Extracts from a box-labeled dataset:
+ + + +
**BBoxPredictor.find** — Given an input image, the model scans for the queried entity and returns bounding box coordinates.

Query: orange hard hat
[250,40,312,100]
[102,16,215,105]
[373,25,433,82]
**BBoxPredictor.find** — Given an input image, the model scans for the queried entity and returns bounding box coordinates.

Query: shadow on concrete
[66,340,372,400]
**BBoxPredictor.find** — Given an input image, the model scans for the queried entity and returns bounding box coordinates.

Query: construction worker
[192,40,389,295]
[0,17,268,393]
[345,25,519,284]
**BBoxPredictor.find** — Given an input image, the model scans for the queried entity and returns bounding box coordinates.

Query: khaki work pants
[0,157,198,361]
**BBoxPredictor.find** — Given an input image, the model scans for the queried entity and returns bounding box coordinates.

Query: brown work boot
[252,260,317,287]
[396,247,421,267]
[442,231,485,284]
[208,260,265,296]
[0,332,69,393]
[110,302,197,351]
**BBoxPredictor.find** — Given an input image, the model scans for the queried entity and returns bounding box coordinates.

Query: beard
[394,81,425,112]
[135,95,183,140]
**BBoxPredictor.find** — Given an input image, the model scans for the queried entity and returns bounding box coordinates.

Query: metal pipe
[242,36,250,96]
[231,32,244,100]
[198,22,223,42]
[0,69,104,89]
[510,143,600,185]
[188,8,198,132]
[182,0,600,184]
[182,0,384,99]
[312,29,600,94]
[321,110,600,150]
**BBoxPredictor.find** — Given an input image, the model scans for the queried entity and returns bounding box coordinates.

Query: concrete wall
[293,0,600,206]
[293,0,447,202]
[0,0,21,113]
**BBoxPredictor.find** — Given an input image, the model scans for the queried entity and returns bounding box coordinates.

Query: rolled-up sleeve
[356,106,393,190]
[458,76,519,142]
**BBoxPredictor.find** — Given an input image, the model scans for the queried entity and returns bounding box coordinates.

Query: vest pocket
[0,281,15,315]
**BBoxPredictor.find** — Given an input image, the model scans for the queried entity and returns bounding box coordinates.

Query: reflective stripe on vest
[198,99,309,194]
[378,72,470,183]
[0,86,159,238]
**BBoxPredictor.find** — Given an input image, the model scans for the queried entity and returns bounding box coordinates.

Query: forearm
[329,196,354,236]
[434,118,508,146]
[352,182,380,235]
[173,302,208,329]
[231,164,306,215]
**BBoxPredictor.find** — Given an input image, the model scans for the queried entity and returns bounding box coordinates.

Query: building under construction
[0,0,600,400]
+ + + +
▶ [WHAT IS BEING ASKED]:
How many of the lines above contain the string "vest" with matching case? Give only the number.

▶ [TASK OUTPUT]:
2